— WORK INSTRUCTIONS —
Please transcribe the data exactly, with nothing left out.

— DATA SUPPLIED —
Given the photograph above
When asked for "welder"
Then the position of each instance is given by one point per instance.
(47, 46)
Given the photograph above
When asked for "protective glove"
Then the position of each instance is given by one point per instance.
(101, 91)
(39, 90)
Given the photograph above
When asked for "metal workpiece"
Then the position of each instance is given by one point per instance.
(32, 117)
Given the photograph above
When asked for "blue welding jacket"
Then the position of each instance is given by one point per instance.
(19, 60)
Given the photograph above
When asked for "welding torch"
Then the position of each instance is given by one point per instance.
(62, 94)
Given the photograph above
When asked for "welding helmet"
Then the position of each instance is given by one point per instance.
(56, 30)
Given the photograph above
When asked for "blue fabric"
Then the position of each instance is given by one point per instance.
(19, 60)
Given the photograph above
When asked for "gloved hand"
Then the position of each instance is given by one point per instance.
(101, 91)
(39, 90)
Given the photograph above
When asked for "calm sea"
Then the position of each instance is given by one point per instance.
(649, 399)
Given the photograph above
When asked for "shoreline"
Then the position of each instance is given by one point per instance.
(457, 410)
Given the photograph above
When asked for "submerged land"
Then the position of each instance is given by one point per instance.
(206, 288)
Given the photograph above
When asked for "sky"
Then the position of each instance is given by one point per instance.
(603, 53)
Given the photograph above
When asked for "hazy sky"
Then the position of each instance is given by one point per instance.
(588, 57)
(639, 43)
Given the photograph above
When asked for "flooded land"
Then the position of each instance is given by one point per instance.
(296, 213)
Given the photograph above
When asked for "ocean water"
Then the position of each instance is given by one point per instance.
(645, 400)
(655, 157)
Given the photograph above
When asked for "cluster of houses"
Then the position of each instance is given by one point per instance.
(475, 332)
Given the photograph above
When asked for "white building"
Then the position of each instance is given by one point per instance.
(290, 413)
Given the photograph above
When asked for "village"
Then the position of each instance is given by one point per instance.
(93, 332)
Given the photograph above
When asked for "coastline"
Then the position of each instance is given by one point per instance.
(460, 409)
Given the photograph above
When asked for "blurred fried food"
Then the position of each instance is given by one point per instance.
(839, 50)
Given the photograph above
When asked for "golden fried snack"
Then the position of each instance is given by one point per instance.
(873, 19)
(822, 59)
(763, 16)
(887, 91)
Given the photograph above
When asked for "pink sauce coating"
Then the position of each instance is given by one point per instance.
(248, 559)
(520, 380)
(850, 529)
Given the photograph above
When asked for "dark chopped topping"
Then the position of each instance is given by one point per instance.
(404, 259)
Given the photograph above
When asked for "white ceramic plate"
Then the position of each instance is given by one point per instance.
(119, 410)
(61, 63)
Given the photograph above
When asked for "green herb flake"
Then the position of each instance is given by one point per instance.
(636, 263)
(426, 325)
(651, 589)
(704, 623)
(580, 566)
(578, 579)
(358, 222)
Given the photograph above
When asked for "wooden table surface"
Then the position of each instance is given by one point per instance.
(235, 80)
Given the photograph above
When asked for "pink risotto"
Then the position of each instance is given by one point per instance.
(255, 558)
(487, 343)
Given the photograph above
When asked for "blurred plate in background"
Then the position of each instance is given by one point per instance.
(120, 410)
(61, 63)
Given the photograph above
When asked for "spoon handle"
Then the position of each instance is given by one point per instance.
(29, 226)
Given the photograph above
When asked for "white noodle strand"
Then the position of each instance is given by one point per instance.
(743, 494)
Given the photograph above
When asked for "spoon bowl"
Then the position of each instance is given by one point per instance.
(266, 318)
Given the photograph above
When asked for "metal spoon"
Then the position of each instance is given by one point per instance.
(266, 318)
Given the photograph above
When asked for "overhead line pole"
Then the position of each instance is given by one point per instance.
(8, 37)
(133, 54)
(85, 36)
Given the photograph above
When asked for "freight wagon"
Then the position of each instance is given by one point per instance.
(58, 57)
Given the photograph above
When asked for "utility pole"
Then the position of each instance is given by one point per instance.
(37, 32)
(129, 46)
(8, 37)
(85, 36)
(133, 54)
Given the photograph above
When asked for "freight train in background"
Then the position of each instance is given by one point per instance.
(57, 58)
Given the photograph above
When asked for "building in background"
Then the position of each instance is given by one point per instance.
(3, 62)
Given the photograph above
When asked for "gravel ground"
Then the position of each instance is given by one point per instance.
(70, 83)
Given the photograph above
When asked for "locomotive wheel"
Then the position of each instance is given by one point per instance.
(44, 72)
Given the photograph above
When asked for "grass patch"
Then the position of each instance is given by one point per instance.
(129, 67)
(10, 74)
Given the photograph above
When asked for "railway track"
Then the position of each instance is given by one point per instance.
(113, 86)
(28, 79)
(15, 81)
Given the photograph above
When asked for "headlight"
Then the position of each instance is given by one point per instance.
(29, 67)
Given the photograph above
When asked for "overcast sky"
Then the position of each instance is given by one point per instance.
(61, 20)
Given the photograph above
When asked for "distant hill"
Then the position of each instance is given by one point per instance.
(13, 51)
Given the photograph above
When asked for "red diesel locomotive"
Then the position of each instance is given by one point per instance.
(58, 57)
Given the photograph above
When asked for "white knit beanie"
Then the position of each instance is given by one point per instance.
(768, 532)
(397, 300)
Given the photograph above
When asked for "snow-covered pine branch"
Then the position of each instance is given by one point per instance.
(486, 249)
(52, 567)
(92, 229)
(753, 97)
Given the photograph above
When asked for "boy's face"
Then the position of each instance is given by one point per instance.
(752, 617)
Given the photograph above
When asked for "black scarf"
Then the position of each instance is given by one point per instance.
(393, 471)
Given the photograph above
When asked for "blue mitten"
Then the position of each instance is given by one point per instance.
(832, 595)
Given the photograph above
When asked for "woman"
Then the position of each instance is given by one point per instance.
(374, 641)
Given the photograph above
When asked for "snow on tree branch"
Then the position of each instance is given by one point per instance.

— TASK RESULT —
Given the photograph above
When asked for "welder"
Then the position of each instance is given by one point per instance.
(47, 46)
Given the photograph above
When asked for "protective glove"
Then the position of each instance is given by one point per instance.
(101, 91)
(39, 90)
Given the photograph above
When asked for "metal workpiece"
Then the position of each instance is given by one point per instance.
(32, 117)
Given the photograph above
When asked for "blue welding jacket"
Then the position of each instance is given by one point per instance.
(19, 60)
Given the photograph above
When asked for "welding torch"
Then the position of each instance is given by one point per instance.
(62, 94)
Given the photograph above
When asked for "welding helmet"
Then the position of each instance is given by one point per instance.
(56, 30)
Given the photograph above
When asked for "blue fabric"
Then the position of each instance is given by one point per instance.
(19, 60)
Given the photograph above
When asked for "gloved hand"
Then the position of each instance is given by one point per instance.
(101, 91)
(39, 90)
Given the photograph above
When asked for "calm sea"
Then the position of each instance is given by one point per instance.
(649, 399)
Given the photograph above
When asked for "shoreline"
Then the position of each instance is given by one point per instance.
(457, 410)
Given the photograph above
When asked for "submerged land"
Then the position of each instance is given by one point per instance.
(206, 288)
Given the photograph above
When asked for "sky"
Then the position of each instance is given by one point per instance.
(603, 53)
Given the photograph above
When asked for "hazy sky"
Then the position of each instance is given by one point per instance.
(588, 57)
(639, 43)
Given the photograph above
When asked for "flooded land"
Then the position of each instance is given by one point per instance.
(296, 213)
Given the photograph above
When asked for "ocean water"
Then the position of each instance is given by one point per instance.
(645, 400)
(655, 157)
Given the photograph above
When asked for "cluster of houses"
Then the position of each instance is given by one point per instance.
(475, 332)
Given the photograph above
When asked for "white building"
Then the position of each instance is given by one point per instance.
(290, 413)
Given the photograph above
When asked for "village"
Then the position of each instance is given by one point per instance.
(93, 332)
Given the photograph above
When asked for "coastline"
Then the position of each instance is given by one point per instance.
(460, 409)
Given the photograph above
When asked for "blurred fried food"
Then the position of each instance is given by one point per instance.
(839, 50)
Given the photograph above
When asked for "golden fried snack"
Then the position of each instance is given by one point per instance.
(873, 19)
(822, 59)
(763, 16)
(887, 91)
Given the photograph above
When asked for "pink sauce coating"
Then the position of each instance is given by one point per instance.
(248, 559)
(520, 380)
(850, 529)
Given the photograph above
When asked for "dark chopped topping"
Then the position of each instance is given by one point per instance.
(404, 259)
Given the photograph above
When asked for "white ceramic plate"
Then the position of each instance is given by one point per instance.
(119, 410)
(61, 63)
Given the photograph above
When asked for "green herb flake"
Then the position of each instance is given by one point per instance.
(636, 263)
(426, 325)
(651, 589)
(704, 623)
(580, 566)
(578, 579)
(358, 222)
Given the photograph above
When asked for "wooden table surface"
Then the position of each instance is given by one point per instance.
(235, 80)
Given the photograph above
When asked for "pink risotto"
Then the position of each instance is given by one point per instance.
(255, 558)
(487, 343)
Given the photograph above
When asked for "blurred plate in background"
Then the position of each instance is given by one point per instance.
(120, 410)
(61, 63)
Given the photograph above
When asked for "spoon handle"
Then the position of each instance is given by one point per instance.
(29, 226)
Given the photograph above
When asked for "white noodle strand"
Then the position of each instance is given by one point per instance.
(743, 494)
Given the photograph above
When asked for "spoon bowl"
Then the position of each instance is given by one point per instance.
(266, 318)
Given the photograph above
When asked for "metal spoon"
Then the position of each instance is given by one point per instance.
(266, 318)
Given the photograph above
When asked for "overhead line pole"
Then the position of each instance is given by one point per instance.
(8, 37)
(133, 54)
(85, 36)
Given the photograph above
When asked for "freight wagon"
Then the position of each instance is given by one point per instance.
(58, 57)
Given the photograph above
When asked for "utility pole"
Then the position of each instance is given by one point per instance.
(37, 32)
(129, 46)
(8, 37)
(85, 36)
(133, 54)
Given the photograph above
When asked for "freight train in background"
Then the position of each instance is given by one point per instance.
(57, 58)
Given the photograph above
When asked for "building in background"
Then the position of each instance is given by one point per instance.
(3, 62)
Given the photograph above
When asked for "gravel ground"
Then the position of each instance is given by one point per instance.
(70, 83)
Given the photograph above
When asked for "locomotive wheel"
Then the position of each instance is given by one point per instance.
(44, 72)
Given the photograph above
When asked for "grass patch"
Then the position of each instance is given by one point per instance.
(129, 67)
(10, 74)
Given the photograph above
When asked for "railway track"
Then the position of each instance is given by one point per instance.
(113, 86)
(28, 79)
(15, 81)
Given the photograph above
When asked for "headlight"
Then the position of each instance is given by one point per instance.
(29, 67)
Given the photograph above
When asked for "overcast sky"
Then the position of each instance is given by one point per instance.
(61, 20)
Given the photograph above
When asked for "distant hill"
Then the position of each instance is given by one point per instance.
(13, 51)
Given the photograph above
When asked for "red diesel locomotive"
Then the position of each instance is given by one point per instance.
(58, 57)
Given the photograph above
When asked for "white knit beanie"
Then the position of each instance is given by one point per instance.
(768, 532)
(397, 300)
Given the photograph above
When asked for "snow-covered pine branch"
Then the position of each instance is given by one point per instance.
(486, 249)
(52, 567)
(92, 229)
(753, 97)
Given the photograph above
When asked for "boy's face"
Then the position of each instance is given by one point per instance.
(752, 617)
Given the photograph above
When asked for "black scarf"
Then the position of each instance is given by one point per instance.
(393, 471)
Given the photograph above
When asked for "blue mitten"
Then the position of each instance is given by one point per instance.
(832, 595)
Given the photograph above
When asked for "woman"
Then the position of each instance is given by one point per instance.
(374, 641)
Given the photograph above
When asked for "snow on tree branch"
Then the position of each instance is given by one point per instance.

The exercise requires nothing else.